New way to control productivity: focus on outputs, not inputs

A link between the amount of time spent working on something and the level of skillfulness in the field has been present for centuries. Think about the rule of 10,000 hours claiming it’s enough to just show up and put in the time to become a master at anything. 

The same principle governs most organizations – focus on how much an employee works rather than how much is being done. Leaders impose remote employee monitoring to make sure no one on the team slacks off. 

However, one look at most government institutions and comedy shows like “The Office” is enough to see flaws in the system. There’s data to highlight the issue – according to an AOL study, a full-time employee works 3 days per week on average, wasting the rest of the time. 

How to make sure the team is productive? The answer is: by measuring outputs. 

Shift focus from “doing” to “have done”

A Behance study discovered that shifting the focus from time-tracking to idea generation and remote team building improved job satisfaction among employees, increased engagement, and boosted overall productivity. 

Researchers explain the surge of efficiency with three reasons:

  • When we are tired, our brains don’t work well. The participants of a study who were sleep-deprived had slower reaction times and responses to events because the neurons of their brain needed more time to fire. 
  • Idea generation happens in spurs, not on a schedule. An hour of productive research can lead to more creative thought and generate more impact than a full day of mindless presence. 
  • Forcing the team to work beyond its capacity leads to employees resenting their jobs.

Thus, top-notch managers and researchers encourage team leaders to focus on outputs, not inputs. Establish a series of metrics for tracking the productivity of your peers instead of focusing on how much time the team spends at workplaces. This way, your employees will be able to build work-life balance and be motivated to hit the benchmark as quickly as possible and get extra time to “Netflix and chill”. 

Create a safe space

If they led to success, none of us regret failures, Thomas Edison was once asked about his feelings regarding 10,000 failed light bulb tests – the scientist replied: “I have not failed. I’ve just found 10,000 ways that won’t work.”

That is a healthy relationship with setbacks that should be standard both on an individual and organizational levels. 

However, it’s much harder to stay optimistic about failures when facing them in real-time. The co-founder of Pixar, Ed Catmull explains this by calling setbacks “asymmetrical in time” – it’s easy to brush it off in retrospective and next-to-impossible to plunge through in the present.
···
- **ACTIVITY 1**:
In the productivity article, rewrite the passage from "New way to control" to "of the time.", replacing "remote employee monitoring" with "time-tracking software".
- **ACTIVITY 2**:
The productivity article lists the reasons researchers give for the surge of efficiency. Quote the first sentence of each reason.

- **DATA EXCERPT**:
···
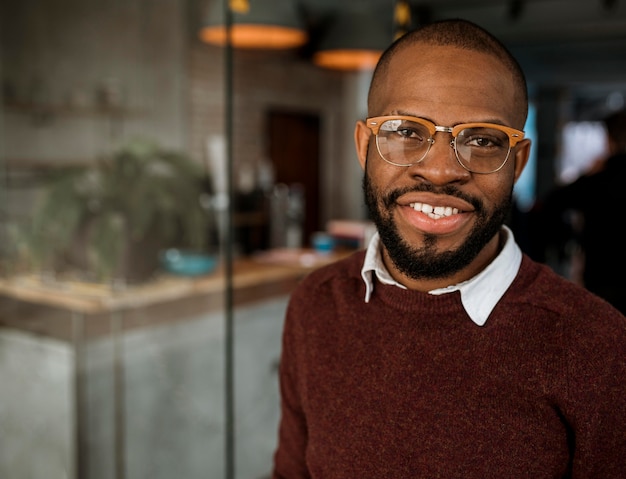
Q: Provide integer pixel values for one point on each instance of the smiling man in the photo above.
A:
···
- **WRITTEN SOLUTION 1**:
New way to control productivity: focus on outputs, not inputs

A link between the amount of time spent working on something and the level of skillfulness in the field has been present for centuries. Think about the rule of 10,000 hours claiming it’s enough to just show up and put in the time to become a master at anything. 

The same principle governs most organizations – focus on how much an employee works rather than how much is being done. Leaders impose time-tracking software to make sure no one on the team slacks off. 

However, one look at most government institutions and comedy shows like “The Office” is enough to see flaws in the system. There’s data to highlight the issue – according to an AOL study, a full-time employee works 3 days per week on average, wasting the rest of the time.

- **WRITTEN SOLUTION 2**:
- When we are tired, our brains don’t work well.
- Idea generation happens in spurs, not on a schedule.
- Forcing the team to work beyond its capacity leads to employees resenting their jobs.